#### Yapılacak iş
Köy kahvehanelerinde cumhuriyet için kucaklaşanları anlatan yazıyı son cümlesinin ardından sürdürür müsün?

#### Seçilen bölüm
┄┄┄┄┄┄
Anadolu’nun, Trakya’nın köylerini “Cumhuriyetimizi verme” diye gezerken, kahvehanelerde karşılaşıp sarılıyorlar...
Sağ-sol yok...
Sosyal demokrat-ülkücü-liberal-muhafazakar-sosyalist yok...
Kadın-erkek-genç-yaşlı yok...
O parti-bu parti yok...
Ay-yıldızdan başka bayrak yok...

*

Sadece cumhuriyetimizi vermek istemeyenler var...
Tokat’ın bir köyünde kahvehaneye giren sosyal demokrat gençlerle ülkücülerin kucaklaşmasını anlatıyorlar; köylüleri ağlattılar...
Bir annenin çocukları gibi, boy-pos-yaş-renk-kadın-erkek fark etmiyor...
Sadece cumhuriyet Türkiye’sinin kokusunu, sıcaklığını, varlığını, kucağını istiyorlar...
O hepimizi büyüten ninni yeniden başladı:
“Dağ başını duman almış
gümüş dere durmaz akar...”

*

Ben hiç böyle uzlaşı görmedim...
┄┄┄┄┄┄
#### Veri kayıtları

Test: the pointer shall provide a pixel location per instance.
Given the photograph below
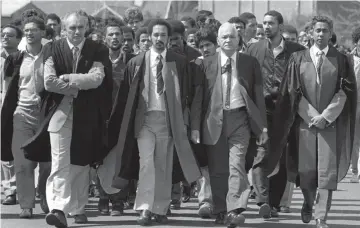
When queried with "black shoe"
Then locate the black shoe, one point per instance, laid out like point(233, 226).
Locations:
point(56, 218)
point(9, 200)
point(306, 213)
point(321, 224)
point(144, 218)
point(220, 218)
point(234, 219)
point(162, 219)
point(103, 206)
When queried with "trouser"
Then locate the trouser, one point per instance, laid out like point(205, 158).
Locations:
point(9, 179)
point(25, 124)
point(288, 194)
point(67, 186)
point(156, 160)
point(323, 199)
point(204, 188)
point(226, 159)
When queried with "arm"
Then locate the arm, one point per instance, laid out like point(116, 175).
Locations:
point(54, 84)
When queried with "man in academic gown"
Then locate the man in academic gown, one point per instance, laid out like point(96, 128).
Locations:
point(147, 121)
point(316, 114)
point(227, 109)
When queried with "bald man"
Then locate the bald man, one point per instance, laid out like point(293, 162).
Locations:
point(228, 114)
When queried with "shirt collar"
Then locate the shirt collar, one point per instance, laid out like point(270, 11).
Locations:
point(225, 57)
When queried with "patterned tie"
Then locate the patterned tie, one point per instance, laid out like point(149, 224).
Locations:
point(159, 77)
point(319, 64)
point(75, 57)
point(227, 69)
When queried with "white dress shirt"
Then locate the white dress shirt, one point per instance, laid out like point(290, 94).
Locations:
point(236, 99)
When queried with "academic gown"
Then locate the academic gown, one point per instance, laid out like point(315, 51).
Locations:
point(315, 157)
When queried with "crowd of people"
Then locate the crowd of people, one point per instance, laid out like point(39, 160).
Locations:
point(145, 114)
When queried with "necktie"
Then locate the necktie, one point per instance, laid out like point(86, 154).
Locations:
point(75, 56)
point(227, 70)
point(159, 77)
point(319, 64)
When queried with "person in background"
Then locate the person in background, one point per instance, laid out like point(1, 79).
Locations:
point(188, 22)
point(290, 33)
point(142, 39)
point(10, 39)
point(260, 33)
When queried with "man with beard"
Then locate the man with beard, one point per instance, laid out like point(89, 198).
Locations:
point(227, 108)
point(315, 113)
point(148, 122)
point(128, 40)
point(273, 54)
point(117, 197)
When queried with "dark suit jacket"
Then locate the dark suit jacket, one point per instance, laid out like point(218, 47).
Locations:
point(204, 114)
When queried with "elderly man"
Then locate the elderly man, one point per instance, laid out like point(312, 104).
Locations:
point(77, 72)
point(227, 110)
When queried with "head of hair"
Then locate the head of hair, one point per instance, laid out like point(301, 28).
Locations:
point(177, 27)
point(142, 30)
point(127, 29)
point(205, 33)
point(277, 15)
point(19, 33)
point(247, 16)
point(356, 35)
point(189, 20)
point(290, 29)
point(133, 13)
point(159, 22)
point(323, 19)
point(36, 20)
point(54, 17)
point(237, 20)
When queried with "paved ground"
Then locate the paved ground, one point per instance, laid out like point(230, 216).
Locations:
point(345, 213)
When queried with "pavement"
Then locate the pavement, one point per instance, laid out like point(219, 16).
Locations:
point(344, 213)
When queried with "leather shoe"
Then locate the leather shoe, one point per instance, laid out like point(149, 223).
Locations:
point(56, 218)
point(306, 213)
point(80, 219)
point(10, 200)
point(162, 219)
point(144, 218)
point(321, 224)
point(234, 219)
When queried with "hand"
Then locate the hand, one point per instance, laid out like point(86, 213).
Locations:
point(318, 121)
point(262, 139)
point(195, 136)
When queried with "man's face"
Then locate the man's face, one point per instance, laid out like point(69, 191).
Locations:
point(228, 38)
point(250, 30)
point(160, 37)
point(290, 37)
point(128, 42)
point(76, 27)
point(260, 34)
point(176, 42)
point(144, 42)
point(113, 38)
point(8, 38)
point(271, 27)
point(33, 33)
point(207, 48)
point(191, 40)
point(54, 25)
point(321, 34)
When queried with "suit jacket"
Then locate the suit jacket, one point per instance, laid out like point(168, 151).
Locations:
point(207, 107)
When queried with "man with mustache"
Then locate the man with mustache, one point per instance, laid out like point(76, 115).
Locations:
point(227, 109)
point(273, 54)
point(148, 122)
point(117, 197)
point(315, 115)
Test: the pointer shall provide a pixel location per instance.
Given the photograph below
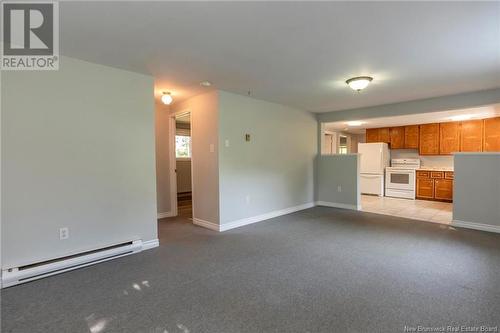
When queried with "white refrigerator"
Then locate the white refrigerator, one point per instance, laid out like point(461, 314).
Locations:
point(374, 158)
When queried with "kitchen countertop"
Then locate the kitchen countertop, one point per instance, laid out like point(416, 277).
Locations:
point(424, 168)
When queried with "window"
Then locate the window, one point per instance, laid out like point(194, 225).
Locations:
point(182, 146)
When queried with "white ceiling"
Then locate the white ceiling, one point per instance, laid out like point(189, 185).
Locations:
point(294, 53)
point(414, 119)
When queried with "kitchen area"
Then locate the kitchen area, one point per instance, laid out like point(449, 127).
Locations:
point(406, 163)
┄┄┄┄┄┄
#### Yanıt
Hiç bu kadar birbirimize sokulmamış, hiç bu kadar birbirimize sarılmamış, hiç bu kadar birbirimizi anlamamıştık emin ol...
Demek ki bıçak kemiğe dayandığında her bir birey böyle oluyormuş...
Babam derdi:
“Selden önce damla var...”

*

Bunu gördüğü için zulmün sahibi; her yolu deniyor...
İçinde “Hayır” geçen her şeyi yasaklayıp, söyleyeni tartaklayıp, bilgisayarından bir cümle yazan orta okul öğrencisini alıp götürüyorlar...
Piyanoya kızıyorlar...
Kınadan alınıyorlar...
Sanat yuvalarını yakmaya başladılar...
Pompalı tüfekleri olan birlikler cumhuriyet tarihimizde ilk kez ortaya çıktı...
Otobüste yolculara saldırıp “Osmanlı gelecek, hepinizi kılıçtan geçirecek” diyen sokak serserisinden, çıkıp “Sonunuz geldi” diyen milletvekiline kadar...

*

Oysa havada 1919 kokusu var...
Yüreğinde Türkiye Cumhuriyeti sevgisi olan her bir birey, bir şey yapması gerektiğini düşünüyor...
Siz bu yazıyı okurken binlercesi yollarda...
Kurtuluş savaşından söz ediyordu ya...
İşte...
İkinci kurtuluş savaşı budur...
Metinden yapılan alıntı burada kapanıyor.